- [Your objective]
Copy out the part of the records that opens with the line containing "tag=striped sleeve" and runs through the end of the records, keeping every line unchanged.

- [Records supplied]
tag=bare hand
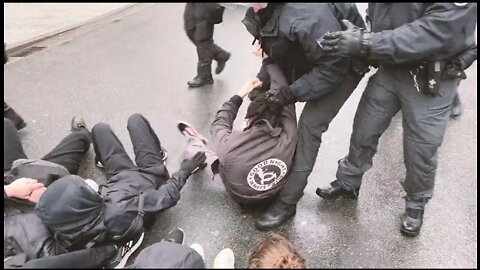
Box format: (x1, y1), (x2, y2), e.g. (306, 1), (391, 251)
(238, 78), (262, 98)
(4, 178), (45, 199)
(26, 186), (47, 203)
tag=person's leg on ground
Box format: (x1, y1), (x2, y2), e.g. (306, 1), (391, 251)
(3, 118), (27, 172)
(92, 123), (136, 179)
(316, 69), (400, 199)
(255, 77), (358, 230)
(42, 117), (91, 174)
(23, 245), (117, 269)
(399, 76), (458, 236)
(177, 122), (225, 189)
(127, 113), (164, 169)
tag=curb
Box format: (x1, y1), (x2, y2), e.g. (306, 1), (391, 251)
(6, 3), (140, 55)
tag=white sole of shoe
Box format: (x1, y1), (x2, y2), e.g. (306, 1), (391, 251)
(213, 248), (235, 269)
(190, 243), (205, 261)
(115, 233), (145, 269)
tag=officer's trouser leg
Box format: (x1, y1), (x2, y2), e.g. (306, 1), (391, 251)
(42, 128), (91, 174)
(337, 69), (400, 190)
(195, 21), (226, 77)
(92, 123), (136, 179)
(279, 77), (359, 204)
(398, 75), (458, 209)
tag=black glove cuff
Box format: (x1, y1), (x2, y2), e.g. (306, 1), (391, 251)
(230, 95), (243, 107)
(360, 29), (372, 56)
(280, 85), (297, 105)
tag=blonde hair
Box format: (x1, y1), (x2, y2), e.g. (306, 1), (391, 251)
(248, 232), (305, 269)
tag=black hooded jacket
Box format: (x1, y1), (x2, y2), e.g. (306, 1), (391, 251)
(242, 3), (368, 101)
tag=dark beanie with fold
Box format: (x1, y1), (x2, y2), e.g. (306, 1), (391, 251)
(35, 175), (104, 234)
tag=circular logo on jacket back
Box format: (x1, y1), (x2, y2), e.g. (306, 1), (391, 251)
(247, 158), (287, 191)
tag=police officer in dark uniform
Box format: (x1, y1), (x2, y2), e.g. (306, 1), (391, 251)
(317, 3), (477, 236)
(242, 3), (368, 230)
(450, 45), (477, 119)
(183, 3), (230, 87)
(3, 43), (27, 130)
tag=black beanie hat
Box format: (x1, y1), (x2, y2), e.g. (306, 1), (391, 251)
(35, 175), (104, 234)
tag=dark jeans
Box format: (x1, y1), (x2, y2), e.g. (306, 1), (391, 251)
(3, 118), (90, 174)
(279, 75), (360, 204)
(23, 245), (117, 269)
(337, 67), (458, 208)
(92, 114), (164, 180)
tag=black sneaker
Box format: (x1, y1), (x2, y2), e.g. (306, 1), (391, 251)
(106, 232), (145, 269)
(162, 228), (185, 245)
(95, 156), (105, 169)
(177, 121), (192, 135)
(70, 116), (87, 131)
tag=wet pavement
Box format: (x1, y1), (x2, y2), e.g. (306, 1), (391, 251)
(4, 4), (477, 268)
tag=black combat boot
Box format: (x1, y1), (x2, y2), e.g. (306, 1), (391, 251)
(3, 101), (27, 130)
(188, 61), (213, 87)
(188, 75), (213, 87)
(450, 94), (463, 119)
(255, 200), (297, 231)
(400, 208), (424, 237)
(316, 181), (360, 200)
(215, 51), (231, 74)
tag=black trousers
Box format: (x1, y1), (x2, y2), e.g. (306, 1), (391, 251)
(92, 114), (164, 181)
(23, 245), (117, 269)
(279, 75), (361, 204)
(3, 118), (91, 174)
(337, 67), (459, 208)
(184, 3), (227, 77)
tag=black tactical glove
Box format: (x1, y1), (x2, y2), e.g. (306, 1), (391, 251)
(267, 86), (296, 108)
(245, 92), (268, 119)
(180, 151), (207, 175)
(317, 20), (371, 57)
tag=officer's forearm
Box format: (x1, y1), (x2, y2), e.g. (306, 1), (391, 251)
(368, 3), (476, 64)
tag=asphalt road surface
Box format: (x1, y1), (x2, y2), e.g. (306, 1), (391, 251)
(4, 3), (477, 268)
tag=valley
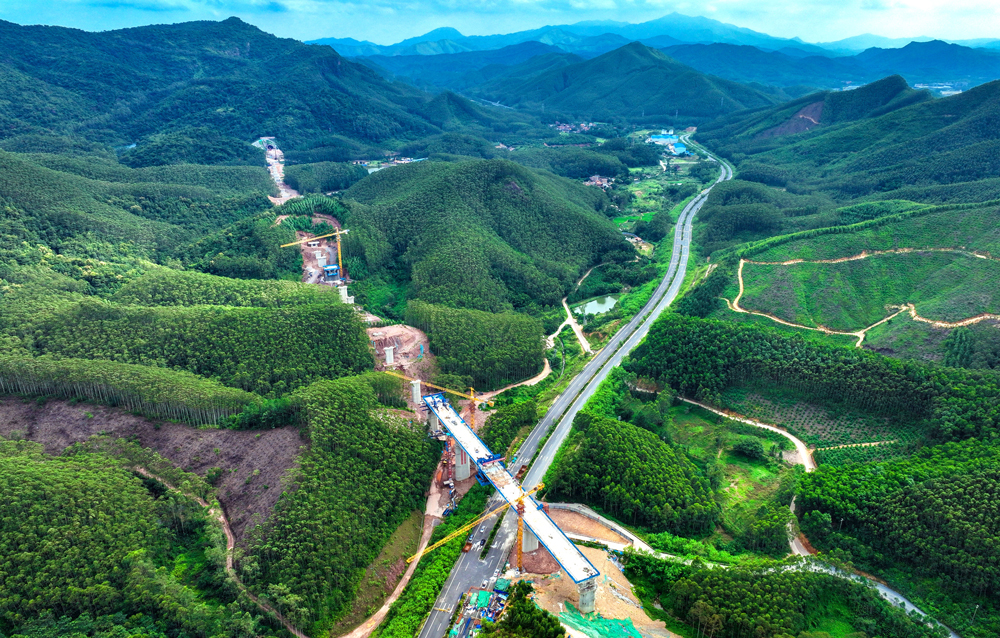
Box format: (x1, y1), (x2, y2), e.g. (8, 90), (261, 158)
(0, 7), (1000, 638)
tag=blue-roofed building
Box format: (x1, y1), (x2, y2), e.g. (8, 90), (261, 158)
(649, 134), (678, 144)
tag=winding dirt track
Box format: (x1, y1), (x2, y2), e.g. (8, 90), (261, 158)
(132, 467), (309, 638)
(341, 514), (438, 638)
(721, 248), (1000, 348)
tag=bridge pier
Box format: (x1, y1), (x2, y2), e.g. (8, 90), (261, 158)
(577, 578), (597, 614)
(521, 525), (538, 552)
(452, 439), (472, 481)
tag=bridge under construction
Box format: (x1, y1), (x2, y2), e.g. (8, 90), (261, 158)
(413, 382), (600, 613)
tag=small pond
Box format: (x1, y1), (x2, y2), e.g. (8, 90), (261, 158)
(573, 295), (618, 315)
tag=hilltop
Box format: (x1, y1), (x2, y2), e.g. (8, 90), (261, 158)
(703, 77), (1000, 202)
(344, 160), (632, 312)
(470, 42), (777, 121)
(0, 18), (532, 153)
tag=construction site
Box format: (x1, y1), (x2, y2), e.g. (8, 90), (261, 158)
(285, 214), (671, 638)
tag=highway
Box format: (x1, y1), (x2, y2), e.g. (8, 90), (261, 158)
(420, 136), (733, 638)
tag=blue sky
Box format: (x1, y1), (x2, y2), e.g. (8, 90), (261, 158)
(0, 0), (1000, 44)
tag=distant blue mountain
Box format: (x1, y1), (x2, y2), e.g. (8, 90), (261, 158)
(307, 13), (828, 57)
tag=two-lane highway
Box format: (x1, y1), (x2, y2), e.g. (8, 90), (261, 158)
(420, 144), (733, 638)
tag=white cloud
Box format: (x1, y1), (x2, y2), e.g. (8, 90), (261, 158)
(0, 0), (1000, 43)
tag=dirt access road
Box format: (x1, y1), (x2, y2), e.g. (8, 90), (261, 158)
(254, 137), (299, 206)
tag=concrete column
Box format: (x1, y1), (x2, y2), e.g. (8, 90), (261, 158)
(521, 525), (538, 552)
(455, 443), (472, 481)
(577, 578), (597, 614)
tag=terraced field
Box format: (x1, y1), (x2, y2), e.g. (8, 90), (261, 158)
(740, 250), (1000, 331)
(744, 206), (1000, 262)
(722, 387), (922, 448)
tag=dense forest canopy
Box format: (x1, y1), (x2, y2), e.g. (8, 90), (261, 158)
(0, 18), (536, 150)
(32, 300), (372, 395)
(344, 160), (633, 312)
(547, 412), (718, 534)
(699, 76), (1000, 208)
(476, 42), (776, 123)
(0, 440), (271, 638)
(799, 440), (1000, 595)
(625, 552), (944, 638)
(240, 377), (435, 633)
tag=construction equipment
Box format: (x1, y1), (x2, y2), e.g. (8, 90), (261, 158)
(406, 483), (545, 569)
(383, 370), (493, 430)
(281, 228), (350, 279)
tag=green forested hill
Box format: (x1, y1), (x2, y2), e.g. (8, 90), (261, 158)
(480, 42), (777, 121)
(240, 375), (435, 635)
(0, 440), (273, 638)
(0, 151), (273, 263)
(0, 18), (532, 150)
(699, 77), (1000, 202)
(344, 160), (633, 312)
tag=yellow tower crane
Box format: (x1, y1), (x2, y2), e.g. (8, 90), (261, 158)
(281, 228), (350, 279)
(406, 483), (545, 570)
(383, 370), (493, 430)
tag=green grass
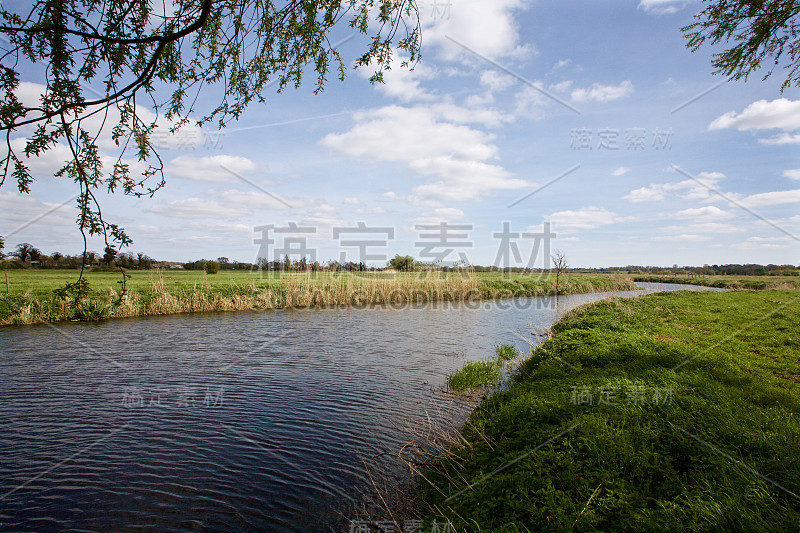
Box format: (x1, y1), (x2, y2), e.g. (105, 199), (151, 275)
(633, 275), (800, 290)
(447, 359), (502, 392)
(421, 290), (800, 533)
(494, 344), (519, 361)
(0, 269), (634, 324)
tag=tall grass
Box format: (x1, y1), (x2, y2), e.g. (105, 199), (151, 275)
(0, 272), (635, 324)
(420, 290), (800, 532)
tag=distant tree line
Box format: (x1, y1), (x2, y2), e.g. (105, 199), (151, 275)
(0, 236), (800, 277)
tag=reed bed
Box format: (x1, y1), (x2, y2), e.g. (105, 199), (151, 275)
(0, 272), (635, 324)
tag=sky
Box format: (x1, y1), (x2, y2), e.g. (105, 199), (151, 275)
(0, 0), (800, 267)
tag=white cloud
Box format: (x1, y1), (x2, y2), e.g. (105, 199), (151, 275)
(216, 189), (296, 210)
(731, 235), (797, 250)
(739, 189), (800, 207)
(758, 133), (800, 146)
(675, 205), (733, 220)
(572, 80), (633, 102)
(408, 207), (464, 225)
(655, 233), (711, 242)
(420, 0), (533, 63)
(480, 70), (514, 91)
(355, 207), (389, 215)
(611, 167), (631, 176)
(639, 0), (689, 15)
(514, 81), (549, 119)
(147, 198), (243, 220)
(356, 54), (436, 102)
(549, 206), (631, 233)
(708, 98), (800, 131)
(320, 106), (531, 201)
(783, 168), (800, 180)
(663, 222), (742, 234)
(623, 172), (725, 203)
(165, 155), (266, 183)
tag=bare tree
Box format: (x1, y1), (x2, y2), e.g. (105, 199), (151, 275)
(550, 250), (569, 296)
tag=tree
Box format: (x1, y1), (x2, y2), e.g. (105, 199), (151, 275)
(389, 254), (418, 272)
(11, 242), (41, 263)
(103, 246), (117, 266)
(552, 250), (569, 296)
(681, 0), (800, 91)
(0, 0), (420, 260)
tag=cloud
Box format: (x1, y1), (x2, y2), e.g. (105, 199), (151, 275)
(623, 172), (725, 203)
(730, 235), (797, 250)
(675, 205), (733, 220)
(408, 207), (464, 227)
(611, 167), (631, 176)
(663, 222), (742, 234)
(758, 133), (800, 146)
(738, 189), (800, 207)
(420, 0), (533, 63)
(320, 106), (531, 201)
(147, 198), (243, 220)
(783, 168), (800, 180)
(480, 70), (514, 91)
(549, 206), (632, 232)
(655, 233), (711, 242)
(356, 50), (436, 102)
(572, 80), (633, 102)
(639, 0), (689, 15)
(216, 189), (296, 210)
(165, 155), (267, 183)
(708, 98), (800, 131)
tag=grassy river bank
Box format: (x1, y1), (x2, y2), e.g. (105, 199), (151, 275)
(0, 270), (636, 324)
(420, 290), (800, 533)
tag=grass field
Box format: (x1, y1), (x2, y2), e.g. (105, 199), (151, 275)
(633, 274), (800, 290)
(421, 290), (800, 533)
(0, 269), (634, 324)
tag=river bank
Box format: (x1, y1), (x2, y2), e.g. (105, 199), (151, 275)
(421, 290), (800, 532)
(0, 271), (636, 325)
(633, 276), (800, 290)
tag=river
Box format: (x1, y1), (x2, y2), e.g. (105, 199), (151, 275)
(0, 283), (720, 532)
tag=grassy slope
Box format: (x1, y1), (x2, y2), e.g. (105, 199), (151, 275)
(633, 275), (800, 290)
(0, 270), (634, 323)
(423, 291), (800, 533)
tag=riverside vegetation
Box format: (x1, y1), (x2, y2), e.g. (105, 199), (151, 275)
(420, 290), (800, 533)
(0, 270), (636, 324)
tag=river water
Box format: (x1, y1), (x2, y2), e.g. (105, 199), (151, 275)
(0, 283), (720, 532)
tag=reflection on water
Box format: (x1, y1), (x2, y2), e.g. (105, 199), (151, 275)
(0, 284), (720, 531)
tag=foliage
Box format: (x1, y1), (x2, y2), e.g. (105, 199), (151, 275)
(0, 0), (419, 256)
(681, 0), (800, 90)
(494, 344), (519, 361)
(552, 250), (569, 294)
(11, 242), (42, 263)
(421, 291), (800, 532)
(388, 254), (418, 272)
(447, 359), (501, 392)
(0, 270), (635, 324)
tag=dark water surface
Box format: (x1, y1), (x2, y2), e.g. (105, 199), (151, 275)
(0, 284), (720, 532)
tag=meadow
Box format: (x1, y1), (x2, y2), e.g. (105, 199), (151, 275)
(420, 290), (800, 532)
(633, 274), (800, 290)
(0, 269), (635, 324)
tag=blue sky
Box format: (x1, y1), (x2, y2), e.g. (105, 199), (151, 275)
(0, 0), (800, 267)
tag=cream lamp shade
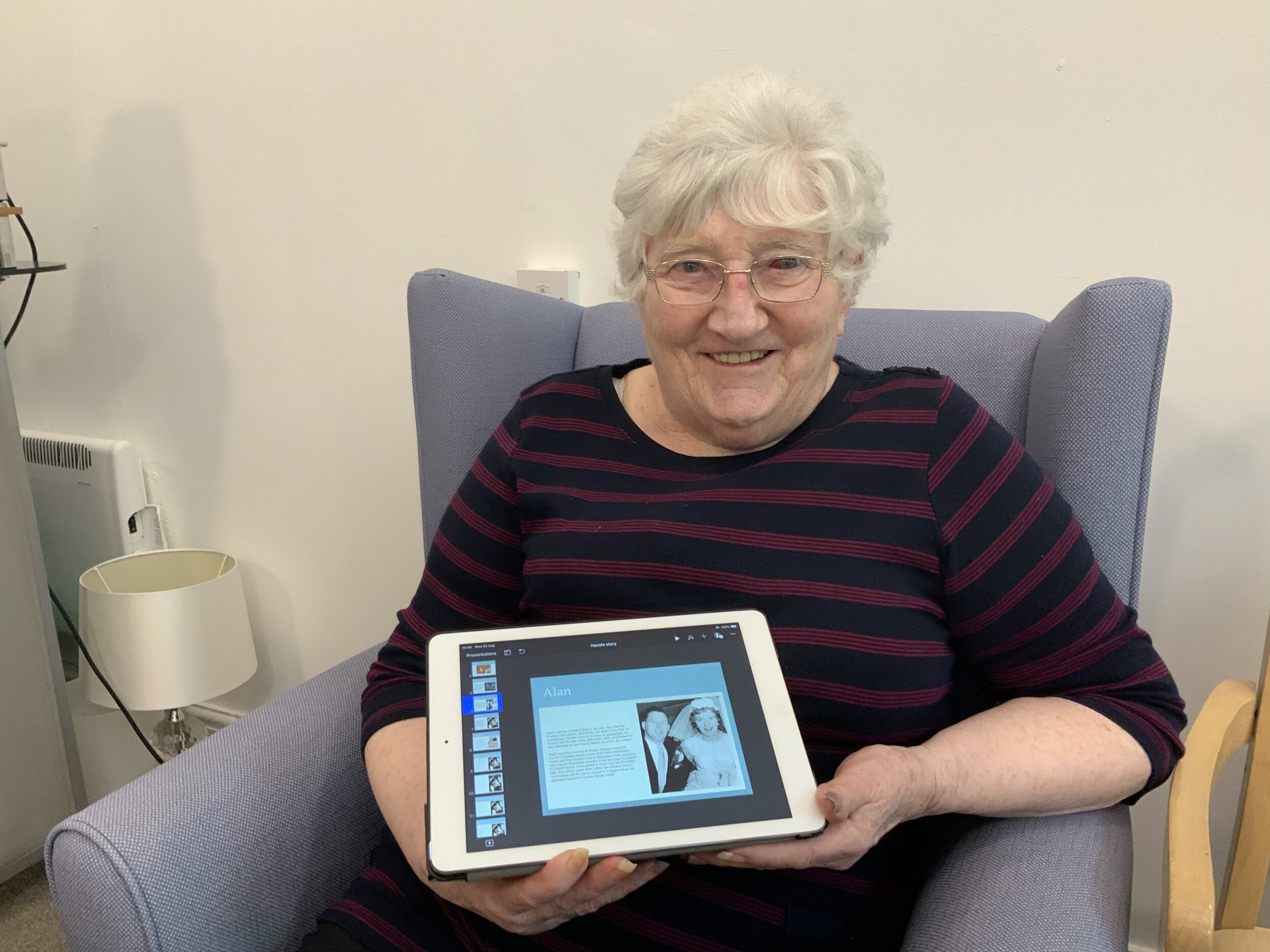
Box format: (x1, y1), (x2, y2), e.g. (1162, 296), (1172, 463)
(80, 548), (257, 711)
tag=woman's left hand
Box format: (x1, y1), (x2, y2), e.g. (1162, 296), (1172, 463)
(688, 745), (936, 870)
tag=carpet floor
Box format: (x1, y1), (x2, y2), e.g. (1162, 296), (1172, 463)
(0, 862), (66, 952)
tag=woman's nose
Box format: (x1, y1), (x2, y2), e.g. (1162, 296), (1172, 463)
(710, 272), (767, 342)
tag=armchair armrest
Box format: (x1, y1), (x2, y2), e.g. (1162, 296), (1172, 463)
(903, 806), (1133, 952)
(45, 647), (384, 952)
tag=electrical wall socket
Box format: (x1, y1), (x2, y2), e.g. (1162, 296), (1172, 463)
(516, 268), (582, 305)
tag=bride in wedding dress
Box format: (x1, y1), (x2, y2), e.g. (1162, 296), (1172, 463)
(671, 698), (741, 790)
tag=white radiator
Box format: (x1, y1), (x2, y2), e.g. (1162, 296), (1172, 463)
(22, 429), (162, 630)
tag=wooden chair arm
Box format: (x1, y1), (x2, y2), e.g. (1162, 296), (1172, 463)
(1165, 680), (1257, 952)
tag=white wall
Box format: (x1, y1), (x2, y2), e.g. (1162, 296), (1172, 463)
(0, 0), (1270, 942)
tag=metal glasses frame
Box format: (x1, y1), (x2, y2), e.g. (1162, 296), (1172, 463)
(644, 255), (833, 307)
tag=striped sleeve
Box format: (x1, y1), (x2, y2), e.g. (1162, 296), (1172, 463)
(362, 404), (525, 750)
(927, 386), (1186, 802)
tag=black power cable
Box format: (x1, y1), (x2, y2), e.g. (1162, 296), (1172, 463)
(48, 585), (164, 764)
(4, 192), (40, 347)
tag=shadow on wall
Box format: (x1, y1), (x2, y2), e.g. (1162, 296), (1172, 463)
(37, 109), (230, 546)
(1133, 404), (1270, 941)
(212, 559), (305, 713)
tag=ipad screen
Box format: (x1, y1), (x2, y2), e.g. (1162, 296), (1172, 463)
(459, 623), (790, 852)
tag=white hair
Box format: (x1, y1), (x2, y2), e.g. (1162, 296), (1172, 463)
(614, 70), (891, 301)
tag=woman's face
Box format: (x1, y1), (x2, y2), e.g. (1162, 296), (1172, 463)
(640, 210), (851, 452)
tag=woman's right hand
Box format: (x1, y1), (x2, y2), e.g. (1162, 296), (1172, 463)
(428, 849), (665, 936)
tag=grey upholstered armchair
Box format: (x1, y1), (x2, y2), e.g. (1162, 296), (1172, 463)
(45, 271), (1171, 952)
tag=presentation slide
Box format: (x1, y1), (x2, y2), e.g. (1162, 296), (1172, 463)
(530, 662), (752, 815)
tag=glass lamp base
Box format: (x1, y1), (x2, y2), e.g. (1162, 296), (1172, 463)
(155, 707), (207, 761)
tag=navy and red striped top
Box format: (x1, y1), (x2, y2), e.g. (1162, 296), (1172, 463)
(323, 360), (1185, 952)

- [Result for this task]
tag=striped sleeve
Box format: (x1, y1), (x2, y2), e.g. (1162, 296), (1172, 463)
(362, 404), (525, 750)
(927, 386), (1186, 802)
tag=black power cable
Box format: (x1, y1), (x2, y2), e.g. (1162, 296), (1172, 463)
(48, 585), (164, 764)
(4, 192), (40, 347)
tag=shadow on wall
Box format: (x1, y1), (x2, y2), e.g. (1162, 296), (1172, 463)
(37, 109), (230, 546)
(1133, 404), (1270, 941)
(212, 559), (305, 713)
tag=ipad screen
Box format: (x1, y1), (x2, y2), e.g. (1162, 296), (1172, 463)
(459, 623), (790, 852)
tag=white hair
Box format: (x1, y1), (x2, y2), e.g. (1162, 296), (1172, 463)
(614, 70), (891, 301)
tag=woman's face
Box format: (x1, y1), (x2, y2), e.g. (1162, 296), (1172, 463)
(640, 210), (851, 452)
tag=woman's right hand
Box format: (x1, y1), (x2, y2), e.g. (1162, 296), (1172, 463)
(428, 849), (665, 936)
tag=grey upholstered armchair
Box format: (x1, y1), (x2, y2), e.g. (1162, 296), (1172, 463)
(45, 271), (1171, 952)
tag=presentation slide
Box format: (x1, y1), (x2, y2), e.g. (1162, 296), (1172, 463)
(530, 662), (752, 815)
tag=glass lamp base
Box format: (x1, y1), (x2, y2), e.g. (1162, 296), (1172, 463)
(155, 707), (207, 761)
tag=navy and red striped top
Box format: (x1, y1), (x2, y2), e.g. (1162, 296), (1172, 463)
(323, 360), (1185, 952)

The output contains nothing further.